- **TEXT PROVIDED**:
Speaking on Rural Finance, Prof Rawal traced the policy of the various governments between 1969 and 2005, and the impact of liberalisation on rural credit, which he pointed out, was clearly to force peasants into the arms of the money lenders and others in the rural areas.

Uma Seth addressed the issue of rural distress and highlighted its severity and pointed out that the government’s policy has not addressed the basis of this. This was that increasing commercialisation and capitalisation of Indian agriculture had exposed the millions of small peasants on very small holdings to very high risks and insecurities; there was no insurance for such risks. In the context of no guarantee of output prices in the face of increasing input costs, the small and middle peasants have been forced into perpetual indebtedness.

- **EXERCISE TASK 1**:
Extract every line of the rows that contains the string "blue", treating uppercase and lowercase as distinct.
The rows that follow are unrelated to the passage on rural distress.

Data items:

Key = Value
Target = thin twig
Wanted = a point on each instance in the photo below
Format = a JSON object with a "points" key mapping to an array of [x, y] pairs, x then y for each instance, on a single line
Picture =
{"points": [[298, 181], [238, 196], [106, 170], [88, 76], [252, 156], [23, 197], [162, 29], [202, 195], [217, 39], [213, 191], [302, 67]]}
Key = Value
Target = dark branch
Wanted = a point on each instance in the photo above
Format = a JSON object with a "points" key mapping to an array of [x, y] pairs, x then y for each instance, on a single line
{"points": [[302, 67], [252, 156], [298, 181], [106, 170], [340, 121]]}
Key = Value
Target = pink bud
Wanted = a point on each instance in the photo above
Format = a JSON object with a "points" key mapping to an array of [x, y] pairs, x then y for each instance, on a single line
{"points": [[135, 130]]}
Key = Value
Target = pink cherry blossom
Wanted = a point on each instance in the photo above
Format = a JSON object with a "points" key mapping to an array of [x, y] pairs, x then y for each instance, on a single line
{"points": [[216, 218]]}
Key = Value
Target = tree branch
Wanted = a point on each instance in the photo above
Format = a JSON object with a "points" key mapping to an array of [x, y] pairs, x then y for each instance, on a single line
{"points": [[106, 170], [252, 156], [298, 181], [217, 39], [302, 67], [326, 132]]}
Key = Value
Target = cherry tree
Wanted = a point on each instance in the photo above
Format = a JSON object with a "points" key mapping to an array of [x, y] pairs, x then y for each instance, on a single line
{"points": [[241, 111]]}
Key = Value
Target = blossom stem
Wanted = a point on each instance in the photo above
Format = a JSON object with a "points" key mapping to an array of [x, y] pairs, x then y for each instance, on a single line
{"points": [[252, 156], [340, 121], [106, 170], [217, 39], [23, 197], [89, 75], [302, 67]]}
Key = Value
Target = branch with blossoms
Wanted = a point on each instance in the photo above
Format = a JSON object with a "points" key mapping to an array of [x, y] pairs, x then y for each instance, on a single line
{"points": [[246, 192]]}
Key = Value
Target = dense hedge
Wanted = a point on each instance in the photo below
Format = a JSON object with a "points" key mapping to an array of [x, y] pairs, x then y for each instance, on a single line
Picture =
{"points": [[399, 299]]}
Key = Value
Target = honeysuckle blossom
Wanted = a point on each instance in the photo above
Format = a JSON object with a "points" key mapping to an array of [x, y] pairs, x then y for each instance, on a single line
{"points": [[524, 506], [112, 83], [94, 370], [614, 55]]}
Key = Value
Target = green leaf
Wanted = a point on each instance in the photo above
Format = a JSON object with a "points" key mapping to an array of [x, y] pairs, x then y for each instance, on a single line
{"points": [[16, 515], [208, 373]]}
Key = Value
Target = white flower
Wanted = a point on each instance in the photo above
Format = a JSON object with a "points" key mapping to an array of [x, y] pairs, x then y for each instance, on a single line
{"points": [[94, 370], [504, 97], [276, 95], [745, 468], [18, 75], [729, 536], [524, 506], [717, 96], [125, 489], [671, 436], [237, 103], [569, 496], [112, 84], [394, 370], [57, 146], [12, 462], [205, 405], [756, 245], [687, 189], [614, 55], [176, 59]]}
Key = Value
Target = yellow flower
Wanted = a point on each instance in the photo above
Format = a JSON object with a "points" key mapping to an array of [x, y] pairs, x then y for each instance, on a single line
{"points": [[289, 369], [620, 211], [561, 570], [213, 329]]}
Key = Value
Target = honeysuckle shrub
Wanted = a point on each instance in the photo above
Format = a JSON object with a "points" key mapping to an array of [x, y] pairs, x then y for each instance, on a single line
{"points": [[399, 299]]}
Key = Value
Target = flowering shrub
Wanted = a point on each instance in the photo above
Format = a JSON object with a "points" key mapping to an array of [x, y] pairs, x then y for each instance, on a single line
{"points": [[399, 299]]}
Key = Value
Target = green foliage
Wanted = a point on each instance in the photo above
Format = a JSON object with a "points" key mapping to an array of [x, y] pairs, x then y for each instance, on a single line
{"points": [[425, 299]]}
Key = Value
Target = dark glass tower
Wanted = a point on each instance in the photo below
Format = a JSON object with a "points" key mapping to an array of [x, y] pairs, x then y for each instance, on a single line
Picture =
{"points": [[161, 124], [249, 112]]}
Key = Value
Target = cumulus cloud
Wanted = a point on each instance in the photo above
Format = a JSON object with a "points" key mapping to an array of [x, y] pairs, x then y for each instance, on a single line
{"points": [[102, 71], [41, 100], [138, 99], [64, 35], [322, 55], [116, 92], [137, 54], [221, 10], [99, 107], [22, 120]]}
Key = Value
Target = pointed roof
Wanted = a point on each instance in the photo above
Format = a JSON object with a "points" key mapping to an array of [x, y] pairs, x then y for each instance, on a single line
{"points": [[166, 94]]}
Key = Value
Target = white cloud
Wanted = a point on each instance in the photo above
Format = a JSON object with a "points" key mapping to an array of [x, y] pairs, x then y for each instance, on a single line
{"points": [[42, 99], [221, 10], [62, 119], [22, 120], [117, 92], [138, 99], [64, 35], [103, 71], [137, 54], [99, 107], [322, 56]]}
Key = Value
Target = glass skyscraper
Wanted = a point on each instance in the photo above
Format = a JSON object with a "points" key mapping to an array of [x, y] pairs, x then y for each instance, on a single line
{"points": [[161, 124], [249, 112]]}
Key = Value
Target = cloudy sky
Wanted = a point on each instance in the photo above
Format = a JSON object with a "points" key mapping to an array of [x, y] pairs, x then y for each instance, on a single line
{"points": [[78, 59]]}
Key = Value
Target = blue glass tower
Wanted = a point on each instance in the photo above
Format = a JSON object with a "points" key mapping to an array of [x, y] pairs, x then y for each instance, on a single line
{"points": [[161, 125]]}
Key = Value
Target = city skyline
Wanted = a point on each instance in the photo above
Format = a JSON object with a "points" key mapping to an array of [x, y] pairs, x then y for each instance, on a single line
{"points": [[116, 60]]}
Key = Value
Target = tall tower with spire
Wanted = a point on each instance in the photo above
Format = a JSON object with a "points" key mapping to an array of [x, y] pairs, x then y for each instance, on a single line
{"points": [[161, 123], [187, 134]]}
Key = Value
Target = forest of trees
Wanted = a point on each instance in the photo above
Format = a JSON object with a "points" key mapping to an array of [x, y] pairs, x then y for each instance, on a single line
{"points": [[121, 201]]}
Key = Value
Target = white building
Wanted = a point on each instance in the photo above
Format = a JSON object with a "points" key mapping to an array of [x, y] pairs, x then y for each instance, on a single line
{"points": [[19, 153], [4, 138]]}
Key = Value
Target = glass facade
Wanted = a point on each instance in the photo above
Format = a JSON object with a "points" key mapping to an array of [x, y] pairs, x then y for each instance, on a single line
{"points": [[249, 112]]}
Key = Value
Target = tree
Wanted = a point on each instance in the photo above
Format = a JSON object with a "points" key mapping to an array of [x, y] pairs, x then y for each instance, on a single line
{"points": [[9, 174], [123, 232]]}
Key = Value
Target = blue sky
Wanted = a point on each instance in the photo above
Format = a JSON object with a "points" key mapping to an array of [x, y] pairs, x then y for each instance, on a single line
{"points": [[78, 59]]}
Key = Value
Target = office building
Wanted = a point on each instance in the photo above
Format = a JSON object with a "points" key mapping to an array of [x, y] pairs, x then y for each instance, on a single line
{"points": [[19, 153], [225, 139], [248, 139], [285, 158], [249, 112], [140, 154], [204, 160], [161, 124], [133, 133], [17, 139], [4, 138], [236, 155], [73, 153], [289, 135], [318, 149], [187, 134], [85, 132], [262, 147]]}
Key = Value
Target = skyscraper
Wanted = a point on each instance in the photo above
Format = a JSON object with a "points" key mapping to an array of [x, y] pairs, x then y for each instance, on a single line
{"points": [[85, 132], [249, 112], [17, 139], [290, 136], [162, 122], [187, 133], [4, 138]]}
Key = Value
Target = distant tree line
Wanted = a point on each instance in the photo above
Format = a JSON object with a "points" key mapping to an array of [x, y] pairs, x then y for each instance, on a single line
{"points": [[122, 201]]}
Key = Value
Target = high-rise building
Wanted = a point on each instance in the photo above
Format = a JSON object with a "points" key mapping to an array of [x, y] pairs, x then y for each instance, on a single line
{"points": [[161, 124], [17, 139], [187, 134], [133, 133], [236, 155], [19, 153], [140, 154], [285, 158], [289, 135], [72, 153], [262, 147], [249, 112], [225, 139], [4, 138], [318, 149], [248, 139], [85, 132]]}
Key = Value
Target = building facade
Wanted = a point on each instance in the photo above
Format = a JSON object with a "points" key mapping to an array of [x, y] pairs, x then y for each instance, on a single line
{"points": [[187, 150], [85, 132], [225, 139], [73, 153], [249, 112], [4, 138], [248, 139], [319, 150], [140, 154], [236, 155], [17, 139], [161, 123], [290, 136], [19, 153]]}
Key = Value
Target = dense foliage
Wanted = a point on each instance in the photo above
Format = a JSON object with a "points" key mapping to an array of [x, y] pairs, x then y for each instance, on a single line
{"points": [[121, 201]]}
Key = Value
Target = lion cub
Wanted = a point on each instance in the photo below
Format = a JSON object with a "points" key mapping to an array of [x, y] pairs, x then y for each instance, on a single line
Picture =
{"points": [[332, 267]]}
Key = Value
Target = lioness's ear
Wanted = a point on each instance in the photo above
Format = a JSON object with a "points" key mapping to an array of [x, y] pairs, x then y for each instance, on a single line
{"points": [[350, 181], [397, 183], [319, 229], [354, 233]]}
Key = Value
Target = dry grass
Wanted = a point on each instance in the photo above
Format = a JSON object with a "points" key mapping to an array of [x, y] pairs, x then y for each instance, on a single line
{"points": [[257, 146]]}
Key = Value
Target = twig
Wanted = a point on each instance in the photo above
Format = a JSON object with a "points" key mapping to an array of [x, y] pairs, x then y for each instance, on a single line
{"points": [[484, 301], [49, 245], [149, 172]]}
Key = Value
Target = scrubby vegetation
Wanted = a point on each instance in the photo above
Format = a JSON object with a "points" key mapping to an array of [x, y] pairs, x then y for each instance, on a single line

- **EXERCISE TASK 2**:
Carry on the passage on rural distress from its final sentence.

- **FINAL ANSWER 1**:
Target = blue glass tower
Target = blue sky

- **FINAL ANSWER 2**:
Uma Seth pointed out that nothing will change substantially without changing the relations of production. She pointed to the monopolisation of trade and pocketing of the surplus by the middlemen and big corporations; while the farmer received a pittance for his produce, a mere 40 percent of its value on the average. At such a time, government policy is clearly stated to promote agri-business and enabling big corporations to further monopolise trade.

She concluded with appreciation of the important role of the students, teachers and public servants of Hissar, who were striving for an alternative to the present economic and political course which was leading to the devastation of the peasantry, the workers, the youth and students, women and all sections of the Indian people.